MATERIAL FOR THE TASK:

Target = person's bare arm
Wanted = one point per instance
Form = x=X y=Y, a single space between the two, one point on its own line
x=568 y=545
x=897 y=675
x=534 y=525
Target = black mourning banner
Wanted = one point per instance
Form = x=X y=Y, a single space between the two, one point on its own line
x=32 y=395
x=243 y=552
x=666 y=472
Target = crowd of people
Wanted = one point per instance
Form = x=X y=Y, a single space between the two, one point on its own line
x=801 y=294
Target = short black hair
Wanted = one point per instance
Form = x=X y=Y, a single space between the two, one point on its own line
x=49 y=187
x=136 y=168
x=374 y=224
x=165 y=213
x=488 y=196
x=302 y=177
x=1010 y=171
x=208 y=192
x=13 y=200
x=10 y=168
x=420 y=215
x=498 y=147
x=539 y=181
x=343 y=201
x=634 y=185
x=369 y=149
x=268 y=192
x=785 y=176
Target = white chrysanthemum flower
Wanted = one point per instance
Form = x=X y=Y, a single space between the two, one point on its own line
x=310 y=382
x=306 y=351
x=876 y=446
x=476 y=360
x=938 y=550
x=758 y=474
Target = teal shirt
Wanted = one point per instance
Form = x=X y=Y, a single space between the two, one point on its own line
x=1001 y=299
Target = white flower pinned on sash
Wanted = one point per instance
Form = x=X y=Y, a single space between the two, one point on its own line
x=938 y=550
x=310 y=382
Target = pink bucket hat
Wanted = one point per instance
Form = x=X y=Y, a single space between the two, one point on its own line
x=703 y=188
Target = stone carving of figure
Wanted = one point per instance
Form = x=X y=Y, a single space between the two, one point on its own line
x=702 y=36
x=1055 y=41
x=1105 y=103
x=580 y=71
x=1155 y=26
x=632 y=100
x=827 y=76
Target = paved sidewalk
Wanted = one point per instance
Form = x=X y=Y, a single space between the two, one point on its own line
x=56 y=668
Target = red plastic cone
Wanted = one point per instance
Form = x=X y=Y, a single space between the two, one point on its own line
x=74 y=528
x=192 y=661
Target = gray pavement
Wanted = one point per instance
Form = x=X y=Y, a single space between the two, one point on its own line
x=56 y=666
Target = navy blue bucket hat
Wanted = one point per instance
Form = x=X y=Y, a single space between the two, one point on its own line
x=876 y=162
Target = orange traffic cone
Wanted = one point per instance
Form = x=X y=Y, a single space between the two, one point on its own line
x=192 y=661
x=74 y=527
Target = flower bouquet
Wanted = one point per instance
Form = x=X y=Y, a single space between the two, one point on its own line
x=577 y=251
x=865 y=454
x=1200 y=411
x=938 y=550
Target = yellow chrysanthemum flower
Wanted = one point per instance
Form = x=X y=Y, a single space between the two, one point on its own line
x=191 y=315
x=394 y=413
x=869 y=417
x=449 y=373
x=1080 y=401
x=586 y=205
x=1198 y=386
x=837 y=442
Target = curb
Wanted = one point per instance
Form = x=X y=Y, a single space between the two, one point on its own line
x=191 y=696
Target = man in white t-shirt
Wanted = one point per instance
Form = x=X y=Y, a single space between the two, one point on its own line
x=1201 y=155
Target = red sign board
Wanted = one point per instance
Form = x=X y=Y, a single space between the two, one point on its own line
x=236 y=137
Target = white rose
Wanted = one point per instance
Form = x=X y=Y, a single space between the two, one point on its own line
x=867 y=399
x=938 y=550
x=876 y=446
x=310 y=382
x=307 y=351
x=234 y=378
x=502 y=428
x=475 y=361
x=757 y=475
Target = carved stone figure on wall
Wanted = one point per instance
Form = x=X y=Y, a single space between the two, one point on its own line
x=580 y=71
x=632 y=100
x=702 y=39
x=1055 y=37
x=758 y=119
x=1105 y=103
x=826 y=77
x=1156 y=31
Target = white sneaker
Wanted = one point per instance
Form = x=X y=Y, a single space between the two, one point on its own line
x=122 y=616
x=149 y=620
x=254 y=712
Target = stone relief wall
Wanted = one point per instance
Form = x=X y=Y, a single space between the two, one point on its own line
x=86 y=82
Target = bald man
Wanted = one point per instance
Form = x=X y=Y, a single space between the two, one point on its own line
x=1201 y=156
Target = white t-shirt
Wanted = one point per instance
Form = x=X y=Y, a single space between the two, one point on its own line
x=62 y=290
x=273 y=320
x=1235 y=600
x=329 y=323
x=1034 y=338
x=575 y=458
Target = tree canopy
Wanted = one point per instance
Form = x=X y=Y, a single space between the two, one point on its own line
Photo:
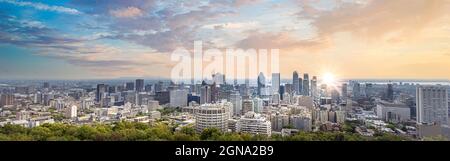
x=133 y=131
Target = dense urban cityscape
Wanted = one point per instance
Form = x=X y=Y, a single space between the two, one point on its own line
x=271 y=109
x=217 y=71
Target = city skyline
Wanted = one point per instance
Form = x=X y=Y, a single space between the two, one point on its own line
x=366 y=39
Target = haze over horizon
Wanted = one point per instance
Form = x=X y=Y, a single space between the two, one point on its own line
x=353 y=39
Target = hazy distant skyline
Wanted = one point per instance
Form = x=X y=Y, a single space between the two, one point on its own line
x=79 y=39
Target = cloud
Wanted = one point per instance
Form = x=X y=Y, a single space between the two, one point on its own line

WHAT YOU HAVE TO DO:
Write out all of the entries above as a numbered list, one line per item, with blank lines dropped and the pictures left out.

EXPECTED ANSWER:
1. Target = person's bare arm
2. Wanted = one point per instance
3. Form = x=X y=Y, a single space between the two, one point on its own line
4. x=568 y=545
5. x=897 y=675
6. x=534 y=525
7. Target = black mourning banner
8. Wanted = one point per instance
9. Form = x=X y=Y, a single space between the two, one point on its own line
10. x=32 y=395
11. x=243 y=552
12. x=666 y=472
13. Target = crowd of people
14. Wanted = one point per instance
15. Form = x=X y=Y, a single space between the two, one point on its own line
16. x=801 y=294
17. Target = short black hair
18. Wanted = one point per instance
19. Form = x=X y=Y, a single space between the two, one point on its own line
20. x=49 y=187
21. x=136 y=168
22. x=374 y=224
23. x=165 y=213
24. x=488 y=196
25. x=302 y=177
26. x=1010 y=171
27. x=208 y=192
28. x=13 y=200
29. x=10 y=168
30. x=420 y=215
31. x=498 y=147
32. x=539 y=181
33. x=343 y=201
34. x=634 y=185
35. x=369 y=149
36. x=268 y=192
37. x=785 y=176
38. Target = white chrysanthemum flower
39. Wanted = one point per instance
40. Form = x=X y=Y, a single space between the two, one point on its own line
41. x=310 y=382
42. x=306 y=351
43. x=876 y=446
44. x=476 y=360
45. x=938 y=550
46. x=758 y=474
47. Target = teal shirt
48. Wanted = one point per instance
49. Form = x=X y=Y, a single space between the two, one point on its own line
50. x=1001 y=299
51. Target = white flower pinned on sash
52. Wanted = one point per instance
53. Form = x=X y=Y, a single space between the two, one point on its own line
54. x=938 y=550
55. x=310 y=382
56. Target = pink bucket hat
57. Wanted = one point per instance
58. Form = x=X y=Y, a single space between the two, one point on its own line
59. x=703 y=188
60. Target = stone carving of figure
61. Wanted = one point per instance
62. Form = x=X y=Y, a single space between the two, one point on its own line
63. x=702 y=36
64. x=1055 y=41
65. x=1105 y=103
66. x=580 y=71
67. x=1155 y=26
68. x=632 y=100
69. x=827 y=76
70. Target = paved sidewalk
71. Wanted = one point per instance
72. Form = x=X y=Y, a single space between the two, one point on its own line
73. x=56 y=668
74. Target = red plastic cone
75. Wanted = one point per instance
76. Form = x=X y=Y, a single space between the two, one point on its own line
77. x=74 y=528
78. x=192 y=661
79. Target = gray pavement
80. Wanted = one point per instance
81. Form = x=X y=Y, a single space between the two, one point on its own line
82. x=56 y=666
83. Target = navy blue bucket hat
84. Wanted = one point per instance
85. Form = x=X y=Y, a single space between the two, one point on its own line
86. x=876 y=162
87. Target = orange traffic cone
88. Wanted = one point per instance
89. Form = x=X y=Y, a single space between the two, one point on its own line
90. x=192 y=661
91. x=74 y=527
92. Target = flower bouquet
93. Wanted = one point per instance
94. Form = x=X y=Y, a single space between the two, one point on its own line
95. x=577 y=251
96. x=865 y=454
97. x=1200 y=411
98. x=938 y=550
99. Target = yellow chrysanthemum flower
100. Wanted = one point per instance
101. Form = x=X y=Y, a single space between the two, one point on its own line
102. x=191 y=315
103. x=394 y=413
104. x=869 y=417
105. x=449 y=373
106. x=1080 y=401
107. x=586 y=205
108. x=1198 y=386
109. x=837 y=442
110. Target = curb
111. Wanted = one point per instance
112. Form = x=X y=Y, a single space between the two, one point on its own line
113. x=191 y=696
114. Target = man in white t-shirt
115. Wanted = one point per instance
116. Form = x=X y=Y, a single space between the two, one point on its own line
117. x=1201 y=155
118. Target = red sign board
119. Wanted = one point per instance
120. Form = x=X y=Y, a single space between the two, one point on its own line
121. x=236 y=137
122. Target = white rose
123. Wanted = one point per instance
124. Form = x=X y=Y, a single space between the two, one point on its own line
125. x=867 y=399
126. x=938 y=550
127. x=876 y=446
128. x=310 y=382
129. x=307 y=351
130. x=234 y=378
131. x=502 y=428
132. x=475 y=361
133. x=757 y=475
134. Target = carved stone figure on wall
135. Wanted = one point per instance
136. Form = x=X y=Y, a single space between the two, one point on its own line
137. x=580 y=71
138. x=632 y=100
139. x=702 y=39
140. x=1055 y=37
141. x=758 y=119
142. x=1105 y=103
143. x=826 y=77
144. x=1156 y=31
145. Target = white sneaker
146. Wanted = one point per instance
147. Form = x=X y=Y, a single space between the two, one point on its own line
148. x=122 y=616
149. x=149 y=620
150. x=254 y=712
151. Target = stone relief wall
152. Wanted = one point per instance
153. Form = x=X y=Y, a single space between the two, one point on its own line
154. x=86 y=82
155. Target = bald man
156. Wanted = one point per instance
157. Form = x=X y=Y, a single space between the two, one point on its own line
158. x=1201 y=156
159. Target = white t-shirt
160. Wanted = one point per instance
161. Form = x=X y=Y, a single space between the two, one point on its own line
162. x=62 y=290
163. x=273 y=320
164. x=1235 y=600
165. x=329 y=323
166. x=1034 y=338
167. x=575 y=458
168. Target = tree canopy
169. Wanted = one point per instance
170. Form = x=X y=Y, a single space between the two, one point on its own line
171. Photo:
172. x=133 y=131
173. Target = dense urban cityscape
174. Wanted = one point per instance
175. Form = x=X y=Y, a single space between the two, one point on its own line
176. x=271 y=109
177. x=217 y=71
178. Target = city skyline
179. Wanted = one point per instance
180. Form = x=X y=Y, a single space between the two, one point on its own line
181. x=366 y=39
182. Target = haze over horizon
183. Wanted = one point per instance
184. Form = x=X y=Y, a single space between the two, one point on its own line
185. x=353 y=39
186. Target = hazy distant skyline
187. Wanted = one point per instance
188. Form = x=X y=Y, a single space between the two, one point on its own line
189. x=79 y=39
190. Target = cloud
191. Wanted = one point per instance
192. Form = x=X y=Y, a single space between the two, one point on its own line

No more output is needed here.